Work to do: Copy the entries below word for word, from the line containing "[segment] house with gabled roof" through the line containing "70L102 74L107 78L107", including both of those lines. Leave the pictures out of your copy.

Task material:
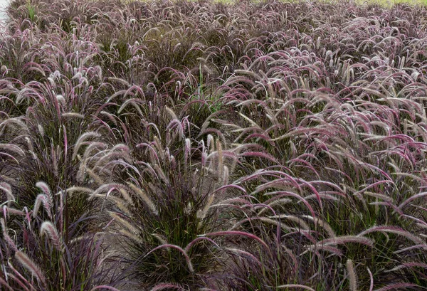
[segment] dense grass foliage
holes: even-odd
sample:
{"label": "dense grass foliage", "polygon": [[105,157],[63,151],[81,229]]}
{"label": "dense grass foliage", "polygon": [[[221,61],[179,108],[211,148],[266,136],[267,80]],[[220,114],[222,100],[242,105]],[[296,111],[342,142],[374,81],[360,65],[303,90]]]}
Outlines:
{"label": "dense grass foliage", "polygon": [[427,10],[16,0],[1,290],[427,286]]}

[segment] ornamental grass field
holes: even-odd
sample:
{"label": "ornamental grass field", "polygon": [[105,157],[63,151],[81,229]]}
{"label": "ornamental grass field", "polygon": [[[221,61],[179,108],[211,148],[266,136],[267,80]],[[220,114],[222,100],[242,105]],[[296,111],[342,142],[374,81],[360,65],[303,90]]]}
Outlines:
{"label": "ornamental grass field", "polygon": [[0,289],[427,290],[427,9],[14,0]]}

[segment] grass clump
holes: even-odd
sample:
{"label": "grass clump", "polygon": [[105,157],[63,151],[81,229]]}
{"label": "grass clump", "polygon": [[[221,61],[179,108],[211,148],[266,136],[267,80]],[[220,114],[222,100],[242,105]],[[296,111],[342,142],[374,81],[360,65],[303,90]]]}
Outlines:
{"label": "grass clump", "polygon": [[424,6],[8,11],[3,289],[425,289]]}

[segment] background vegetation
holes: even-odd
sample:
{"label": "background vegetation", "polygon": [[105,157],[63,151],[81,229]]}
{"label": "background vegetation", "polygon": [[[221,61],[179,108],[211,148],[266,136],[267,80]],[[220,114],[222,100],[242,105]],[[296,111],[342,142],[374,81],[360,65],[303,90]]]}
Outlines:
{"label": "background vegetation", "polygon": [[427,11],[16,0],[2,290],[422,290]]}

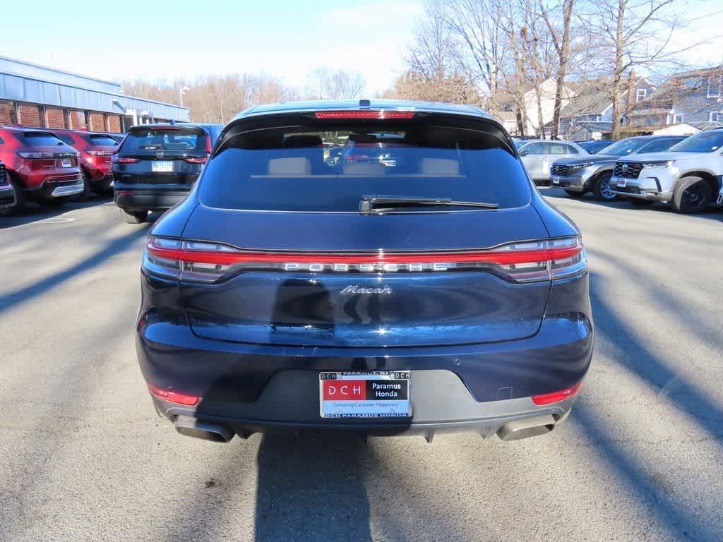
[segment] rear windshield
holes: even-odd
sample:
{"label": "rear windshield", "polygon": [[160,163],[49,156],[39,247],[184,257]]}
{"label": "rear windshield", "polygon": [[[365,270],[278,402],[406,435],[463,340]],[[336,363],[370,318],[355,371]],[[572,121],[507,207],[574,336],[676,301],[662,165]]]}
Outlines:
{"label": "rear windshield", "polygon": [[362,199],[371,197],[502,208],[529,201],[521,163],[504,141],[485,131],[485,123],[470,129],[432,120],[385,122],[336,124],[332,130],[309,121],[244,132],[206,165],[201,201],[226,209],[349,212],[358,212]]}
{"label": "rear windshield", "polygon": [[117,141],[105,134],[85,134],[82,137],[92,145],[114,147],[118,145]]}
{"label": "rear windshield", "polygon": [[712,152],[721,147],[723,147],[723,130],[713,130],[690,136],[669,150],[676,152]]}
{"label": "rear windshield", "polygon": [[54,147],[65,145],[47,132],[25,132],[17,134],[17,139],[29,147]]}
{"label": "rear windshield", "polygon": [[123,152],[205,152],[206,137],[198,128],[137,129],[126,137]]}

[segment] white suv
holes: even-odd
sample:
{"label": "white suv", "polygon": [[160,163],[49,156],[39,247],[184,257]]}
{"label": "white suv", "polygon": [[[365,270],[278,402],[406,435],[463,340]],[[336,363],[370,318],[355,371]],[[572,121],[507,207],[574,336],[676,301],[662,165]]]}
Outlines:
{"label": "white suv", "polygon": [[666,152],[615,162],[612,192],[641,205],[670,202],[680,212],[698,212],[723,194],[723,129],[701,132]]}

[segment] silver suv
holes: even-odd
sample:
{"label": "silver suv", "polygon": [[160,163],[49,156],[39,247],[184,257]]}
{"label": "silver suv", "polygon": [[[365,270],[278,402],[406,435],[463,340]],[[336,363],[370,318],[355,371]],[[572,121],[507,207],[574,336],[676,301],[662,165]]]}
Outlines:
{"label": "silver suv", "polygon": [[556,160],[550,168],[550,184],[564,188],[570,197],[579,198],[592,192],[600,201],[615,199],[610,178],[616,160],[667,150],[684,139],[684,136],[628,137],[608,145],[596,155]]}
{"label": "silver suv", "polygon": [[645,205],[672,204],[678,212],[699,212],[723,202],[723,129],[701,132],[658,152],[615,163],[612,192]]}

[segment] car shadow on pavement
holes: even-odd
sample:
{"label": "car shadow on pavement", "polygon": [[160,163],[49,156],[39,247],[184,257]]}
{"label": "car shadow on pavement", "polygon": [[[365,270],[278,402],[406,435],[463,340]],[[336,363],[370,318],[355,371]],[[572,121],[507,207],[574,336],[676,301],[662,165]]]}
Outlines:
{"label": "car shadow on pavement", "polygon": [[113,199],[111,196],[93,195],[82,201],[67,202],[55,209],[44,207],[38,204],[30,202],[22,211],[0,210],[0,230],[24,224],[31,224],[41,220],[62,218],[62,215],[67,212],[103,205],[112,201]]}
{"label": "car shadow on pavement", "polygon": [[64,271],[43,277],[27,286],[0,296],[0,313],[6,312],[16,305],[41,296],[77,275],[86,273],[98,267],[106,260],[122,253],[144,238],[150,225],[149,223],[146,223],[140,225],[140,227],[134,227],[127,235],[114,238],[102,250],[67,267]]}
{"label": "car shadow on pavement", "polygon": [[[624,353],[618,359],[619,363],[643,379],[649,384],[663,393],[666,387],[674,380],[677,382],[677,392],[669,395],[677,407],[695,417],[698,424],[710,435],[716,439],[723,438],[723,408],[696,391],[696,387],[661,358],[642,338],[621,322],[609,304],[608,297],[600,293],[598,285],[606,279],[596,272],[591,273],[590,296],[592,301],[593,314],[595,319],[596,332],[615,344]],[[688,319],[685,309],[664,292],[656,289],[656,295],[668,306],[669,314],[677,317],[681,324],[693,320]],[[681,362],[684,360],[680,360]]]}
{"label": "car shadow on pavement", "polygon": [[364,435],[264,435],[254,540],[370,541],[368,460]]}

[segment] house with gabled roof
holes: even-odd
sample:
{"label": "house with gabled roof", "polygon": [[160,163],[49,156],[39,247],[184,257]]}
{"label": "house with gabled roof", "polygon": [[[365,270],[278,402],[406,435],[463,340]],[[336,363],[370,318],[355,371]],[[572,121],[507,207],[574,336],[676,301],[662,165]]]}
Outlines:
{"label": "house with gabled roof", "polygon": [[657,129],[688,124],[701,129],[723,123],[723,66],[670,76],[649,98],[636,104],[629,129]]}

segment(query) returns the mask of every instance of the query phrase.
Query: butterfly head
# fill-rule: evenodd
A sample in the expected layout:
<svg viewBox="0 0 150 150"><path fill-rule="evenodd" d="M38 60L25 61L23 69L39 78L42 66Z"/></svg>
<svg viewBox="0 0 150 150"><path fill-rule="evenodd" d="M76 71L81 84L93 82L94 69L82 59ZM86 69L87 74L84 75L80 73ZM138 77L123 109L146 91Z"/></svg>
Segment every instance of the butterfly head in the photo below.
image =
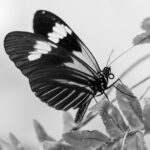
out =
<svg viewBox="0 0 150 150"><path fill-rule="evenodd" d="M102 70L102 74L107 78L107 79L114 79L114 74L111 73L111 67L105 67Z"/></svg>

* * *

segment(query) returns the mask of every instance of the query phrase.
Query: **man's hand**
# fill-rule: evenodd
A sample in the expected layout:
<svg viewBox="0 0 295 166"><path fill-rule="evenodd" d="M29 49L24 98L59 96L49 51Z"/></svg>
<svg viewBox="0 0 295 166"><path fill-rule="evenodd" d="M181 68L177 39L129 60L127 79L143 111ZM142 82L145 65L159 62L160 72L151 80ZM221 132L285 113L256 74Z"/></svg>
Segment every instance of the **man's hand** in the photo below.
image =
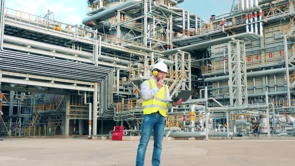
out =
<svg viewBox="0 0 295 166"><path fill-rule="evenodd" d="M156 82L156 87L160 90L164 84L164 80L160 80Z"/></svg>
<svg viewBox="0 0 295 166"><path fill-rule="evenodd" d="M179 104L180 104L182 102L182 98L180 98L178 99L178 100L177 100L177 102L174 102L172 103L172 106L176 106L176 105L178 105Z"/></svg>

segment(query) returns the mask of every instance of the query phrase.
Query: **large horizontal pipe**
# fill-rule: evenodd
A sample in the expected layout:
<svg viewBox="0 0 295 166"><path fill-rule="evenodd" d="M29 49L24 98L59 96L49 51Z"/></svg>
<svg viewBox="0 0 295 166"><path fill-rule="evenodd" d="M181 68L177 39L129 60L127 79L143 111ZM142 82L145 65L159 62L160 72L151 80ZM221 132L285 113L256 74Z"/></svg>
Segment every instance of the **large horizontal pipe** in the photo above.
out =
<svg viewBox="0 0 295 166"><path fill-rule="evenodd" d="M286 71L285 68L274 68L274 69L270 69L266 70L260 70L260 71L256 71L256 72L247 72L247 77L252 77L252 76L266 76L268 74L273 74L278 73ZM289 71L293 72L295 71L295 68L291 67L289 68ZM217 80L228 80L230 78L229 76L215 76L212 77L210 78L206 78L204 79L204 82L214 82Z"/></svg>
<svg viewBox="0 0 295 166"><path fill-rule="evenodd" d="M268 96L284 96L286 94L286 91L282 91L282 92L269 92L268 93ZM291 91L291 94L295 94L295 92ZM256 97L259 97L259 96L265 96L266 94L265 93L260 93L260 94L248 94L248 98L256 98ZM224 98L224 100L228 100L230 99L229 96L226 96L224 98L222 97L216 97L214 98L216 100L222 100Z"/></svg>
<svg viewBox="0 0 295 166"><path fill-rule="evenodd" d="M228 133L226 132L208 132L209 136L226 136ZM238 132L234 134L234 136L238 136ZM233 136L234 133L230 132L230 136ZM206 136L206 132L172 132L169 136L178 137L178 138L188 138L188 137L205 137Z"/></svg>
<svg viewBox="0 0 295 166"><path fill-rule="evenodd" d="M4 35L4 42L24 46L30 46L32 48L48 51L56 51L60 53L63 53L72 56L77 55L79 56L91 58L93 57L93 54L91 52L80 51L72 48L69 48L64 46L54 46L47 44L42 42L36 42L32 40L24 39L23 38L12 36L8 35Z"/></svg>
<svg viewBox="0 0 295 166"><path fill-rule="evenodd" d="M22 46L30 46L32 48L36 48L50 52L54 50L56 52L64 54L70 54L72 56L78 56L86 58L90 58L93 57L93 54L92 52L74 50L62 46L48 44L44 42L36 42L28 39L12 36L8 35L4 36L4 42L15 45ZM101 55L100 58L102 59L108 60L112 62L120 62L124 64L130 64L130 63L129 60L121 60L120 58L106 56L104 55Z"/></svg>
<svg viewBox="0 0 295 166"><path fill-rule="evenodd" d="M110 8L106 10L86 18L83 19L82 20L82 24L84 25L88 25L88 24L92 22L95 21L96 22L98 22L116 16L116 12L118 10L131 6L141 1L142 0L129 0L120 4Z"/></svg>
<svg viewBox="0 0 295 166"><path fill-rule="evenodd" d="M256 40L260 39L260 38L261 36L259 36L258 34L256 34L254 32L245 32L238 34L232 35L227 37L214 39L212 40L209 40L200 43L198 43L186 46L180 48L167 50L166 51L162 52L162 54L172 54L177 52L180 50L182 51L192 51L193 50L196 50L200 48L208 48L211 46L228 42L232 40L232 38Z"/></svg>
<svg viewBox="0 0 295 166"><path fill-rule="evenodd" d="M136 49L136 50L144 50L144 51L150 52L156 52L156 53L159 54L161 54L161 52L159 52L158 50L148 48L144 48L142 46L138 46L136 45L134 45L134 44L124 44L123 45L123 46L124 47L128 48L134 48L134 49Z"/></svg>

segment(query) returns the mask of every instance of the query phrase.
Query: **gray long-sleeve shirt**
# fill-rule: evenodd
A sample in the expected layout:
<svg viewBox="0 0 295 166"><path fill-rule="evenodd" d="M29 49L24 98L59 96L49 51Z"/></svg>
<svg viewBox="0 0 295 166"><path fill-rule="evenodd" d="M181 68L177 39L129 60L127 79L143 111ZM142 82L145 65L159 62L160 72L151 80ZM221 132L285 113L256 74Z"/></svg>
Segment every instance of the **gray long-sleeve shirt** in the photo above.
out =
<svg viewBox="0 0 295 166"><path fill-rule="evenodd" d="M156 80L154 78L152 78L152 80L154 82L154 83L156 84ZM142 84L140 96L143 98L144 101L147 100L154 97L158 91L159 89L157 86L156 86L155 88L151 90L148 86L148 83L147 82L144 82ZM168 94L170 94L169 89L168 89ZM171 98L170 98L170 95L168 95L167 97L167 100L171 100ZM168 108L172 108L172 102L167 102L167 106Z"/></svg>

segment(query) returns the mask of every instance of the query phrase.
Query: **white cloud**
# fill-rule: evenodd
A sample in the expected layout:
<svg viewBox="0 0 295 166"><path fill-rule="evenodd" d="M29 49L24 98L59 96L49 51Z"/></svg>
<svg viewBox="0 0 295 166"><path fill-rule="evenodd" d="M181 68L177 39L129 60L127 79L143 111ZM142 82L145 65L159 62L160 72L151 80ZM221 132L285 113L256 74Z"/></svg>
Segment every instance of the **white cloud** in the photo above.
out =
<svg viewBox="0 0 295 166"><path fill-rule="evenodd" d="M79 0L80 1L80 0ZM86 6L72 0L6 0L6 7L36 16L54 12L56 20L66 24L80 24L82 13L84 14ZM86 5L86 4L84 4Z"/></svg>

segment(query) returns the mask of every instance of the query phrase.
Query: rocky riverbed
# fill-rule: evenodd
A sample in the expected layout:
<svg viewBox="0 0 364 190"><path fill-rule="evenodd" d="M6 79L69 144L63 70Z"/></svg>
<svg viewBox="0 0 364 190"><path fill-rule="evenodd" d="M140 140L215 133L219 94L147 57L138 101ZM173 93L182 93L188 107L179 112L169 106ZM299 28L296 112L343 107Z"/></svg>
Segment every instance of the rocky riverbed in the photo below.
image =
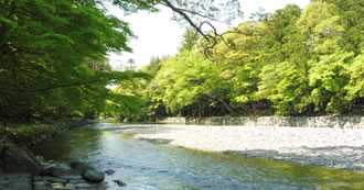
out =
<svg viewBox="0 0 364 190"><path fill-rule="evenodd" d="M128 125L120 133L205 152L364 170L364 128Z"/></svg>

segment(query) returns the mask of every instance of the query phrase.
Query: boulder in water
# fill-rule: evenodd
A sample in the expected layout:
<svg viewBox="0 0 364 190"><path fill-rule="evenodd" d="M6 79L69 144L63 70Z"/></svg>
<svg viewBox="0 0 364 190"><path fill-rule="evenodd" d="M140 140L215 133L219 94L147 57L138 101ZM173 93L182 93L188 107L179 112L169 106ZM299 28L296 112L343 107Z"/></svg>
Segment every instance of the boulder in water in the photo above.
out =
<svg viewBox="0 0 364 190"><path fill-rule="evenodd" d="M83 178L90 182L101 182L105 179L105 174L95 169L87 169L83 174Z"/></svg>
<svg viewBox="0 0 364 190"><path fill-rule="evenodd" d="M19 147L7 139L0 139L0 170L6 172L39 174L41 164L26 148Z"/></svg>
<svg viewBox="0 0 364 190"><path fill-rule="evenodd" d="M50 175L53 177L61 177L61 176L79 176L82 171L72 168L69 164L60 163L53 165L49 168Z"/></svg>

* * *

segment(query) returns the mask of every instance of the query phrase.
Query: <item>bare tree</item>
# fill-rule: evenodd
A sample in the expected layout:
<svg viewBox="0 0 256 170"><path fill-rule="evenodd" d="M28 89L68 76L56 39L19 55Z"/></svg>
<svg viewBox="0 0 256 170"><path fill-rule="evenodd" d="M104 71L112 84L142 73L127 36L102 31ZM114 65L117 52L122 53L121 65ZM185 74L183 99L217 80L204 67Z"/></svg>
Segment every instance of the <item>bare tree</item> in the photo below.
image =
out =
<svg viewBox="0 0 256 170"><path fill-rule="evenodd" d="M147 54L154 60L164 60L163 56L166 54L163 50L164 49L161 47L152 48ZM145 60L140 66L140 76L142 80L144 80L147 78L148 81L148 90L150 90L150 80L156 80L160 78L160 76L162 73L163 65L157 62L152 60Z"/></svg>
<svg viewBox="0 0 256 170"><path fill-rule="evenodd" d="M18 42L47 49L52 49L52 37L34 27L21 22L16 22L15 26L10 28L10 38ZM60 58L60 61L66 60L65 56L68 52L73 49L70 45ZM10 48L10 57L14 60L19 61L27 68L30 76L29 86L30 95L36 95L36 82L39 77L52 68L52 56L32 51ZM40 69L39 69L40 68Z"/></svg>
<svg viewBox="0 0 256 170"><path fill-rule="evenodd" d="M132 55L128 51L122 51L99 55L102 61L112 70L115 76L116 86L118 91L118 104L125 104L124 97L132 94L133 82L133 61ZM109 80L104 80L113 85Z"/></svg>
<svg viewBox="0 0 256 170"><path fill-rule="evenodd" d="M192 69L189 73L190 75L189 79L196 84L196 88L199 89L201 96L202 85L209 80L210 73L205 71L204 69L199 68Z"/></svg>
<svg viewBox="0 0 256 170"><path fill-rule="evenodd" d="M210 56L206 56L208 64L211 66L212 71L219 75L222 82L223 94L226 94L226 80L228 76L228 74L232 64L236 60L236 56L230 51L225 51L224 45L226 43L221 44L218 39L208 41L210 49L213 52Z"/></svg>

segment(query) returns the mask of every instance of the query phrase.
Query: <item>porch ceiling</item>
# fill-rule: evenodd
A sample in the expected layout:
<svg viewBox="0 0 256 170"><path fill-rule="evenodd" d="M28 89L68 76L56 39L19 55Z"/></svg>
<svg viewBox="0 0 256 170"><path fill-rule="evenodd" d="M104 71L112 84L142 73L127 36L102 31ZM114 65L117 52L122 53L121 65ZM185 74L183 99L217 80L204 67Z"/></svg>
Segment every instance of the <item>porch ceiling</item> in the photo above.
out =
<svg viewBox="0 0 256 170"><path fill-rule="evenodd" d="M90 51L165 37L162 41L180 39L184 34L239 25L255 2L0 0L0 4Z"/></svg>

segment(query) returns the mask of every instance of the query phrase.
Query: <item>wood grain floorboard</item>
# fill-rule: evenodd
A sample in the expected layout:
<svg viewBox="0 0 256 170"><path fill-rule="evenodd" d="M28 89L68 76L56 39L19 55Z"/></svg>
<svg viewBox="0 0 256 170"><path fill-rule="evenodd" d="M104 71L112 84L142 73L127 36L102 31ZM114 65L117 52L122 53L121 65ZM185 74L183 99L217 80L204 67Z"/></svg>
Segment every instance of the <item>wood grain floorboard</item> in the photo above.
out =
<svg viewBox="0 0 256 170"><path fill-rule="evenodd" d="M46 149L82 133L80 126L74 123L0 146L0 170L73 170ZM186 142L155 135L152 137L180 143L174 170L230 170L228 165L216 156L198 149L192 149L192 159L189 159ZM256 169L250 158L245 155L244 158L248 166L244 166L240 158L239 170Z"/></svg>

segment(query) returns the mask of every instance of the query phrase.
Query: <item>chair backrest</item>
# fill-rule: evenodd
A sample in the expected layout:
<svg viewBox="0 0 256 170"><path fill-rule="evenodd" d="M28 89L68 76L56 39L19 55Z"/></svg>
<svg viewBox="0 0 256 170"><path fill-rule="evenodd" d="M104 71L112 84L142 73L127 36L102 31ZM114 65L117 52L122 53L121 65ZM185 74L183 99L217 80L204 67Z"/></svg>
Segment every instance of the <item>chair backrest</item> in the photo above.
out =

Result for this exercise:
[segment] house with gabled roof
holes: even-odd
sample:
{"label": "house with gabled roof", "polygon": [[160,163],[49,156],[39,247],[184,257]]}
{"label": "house with gabled roof", "polygon": [[[365,270],[278,402],[406,435],[463,340]],[[336,363],[370,318],[355,371]],[[572,121],[507,207],[574,336],[676,301],[662,165]]]}
Outlines:
{"label": "house with gabled roof", "polygon": [[657,129],[688,124],[701,129],[723,123],[723,66],[670,76],[649,98],[636,104],[629,129]]}

segment(query) returns the mask of every instance of the query phrase.
Query: butterfly head
# fill-rule: evenodd
A sample in the expected layout:
<svg viewBox="0 0 150 150"><path fill-rule="evenodd" d="M38 60L25 61L23 69L39 78L42 66Z"/></svg>
<svg viewBox="0 0 150 150"><path fill-rule="evenodd" d="M76 71L81 84L93 82L94 69L82 59ZM86 69L87 74L84 75L80 73ZM138 77L123 109L146 91Z"/></svg>
Segment every instance of the butterfly head in the photo below.
image =
out =
<svg viewBox="0 0 150 150"><path fill-rule="evenodd" d="M102 70L102 74L107 78L107 79L114 79L114 74L111 73L111 67L105 67Z"/></svg>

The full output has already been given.